**EXERCISE DATA**.
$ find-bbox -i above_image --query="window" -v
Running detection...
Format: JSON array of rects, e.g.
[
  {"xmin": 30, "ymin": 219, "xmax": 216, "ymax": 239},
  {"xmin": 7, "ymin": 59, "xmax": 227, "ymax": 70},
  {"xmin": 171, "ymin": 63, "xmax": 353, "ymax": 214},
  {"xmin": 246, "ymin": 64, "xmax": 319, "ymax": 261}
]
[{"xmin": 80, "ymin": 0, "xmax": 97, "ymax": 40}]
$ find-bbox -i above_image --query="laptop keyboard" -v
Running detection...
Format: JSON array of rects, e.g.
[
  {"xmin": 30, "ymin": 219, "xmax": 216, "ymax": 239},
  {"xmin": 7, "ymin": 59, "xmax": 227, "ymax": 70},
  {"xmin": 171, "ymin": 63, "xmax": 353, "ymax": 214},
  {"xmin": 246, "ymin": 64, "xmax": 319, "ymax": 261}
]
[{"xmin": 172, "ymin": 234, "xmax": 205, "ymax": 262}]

**GIVEN PROBLEM**.
Rewrite all of the entries above as one numbered list of their lines, leaving out any blank lines.

**ANSWER TO THE PROBLEM**.
1. $ find-bbox -i above_image --query="window" -v
2. Running detection...
3. Format: JSON array of rects, e.g.
4. [
5.   {"xmin": 30, "ymin": 219, "xmax": 216, "ymax": 239},
6.   {"xmin": 7, "ymin": 59, "xmax": 227, "ymax": 70},
7.   {"xmin": 171, "ymin": 63, "xmax": 353, "ymax": 214},
8.   {"xmin": 246, "ymin": 64, "xmax": 319, "ymax": 261}
9. ]
10. [{"xmin": 80, "ymin": 0, "xmax": 97, "ymax": 40}]
11. $ find-bbox -i above_image --query="laptop keyboard" -v
12. Running detection...
13. Format: JSON array of rects, e.g.
14. [
15.   {"xmin": 30, "ymin": 219, "xmax": 216, "ymax": 239},
16.   {"xmin": 7, "ymin": 59, "xmax": 227, "ymax": 70},
17.   {"xmin": 171, "ymin": 63, "xmax": 353, "ymax": 214},
18.   {"xmin": 246, "ymin": 64, "xmax": 319, "ymax": 261}
19. ]
20. [{"xmin": 172, "ymin": 234, "xmax": 205, "ymax": 262}]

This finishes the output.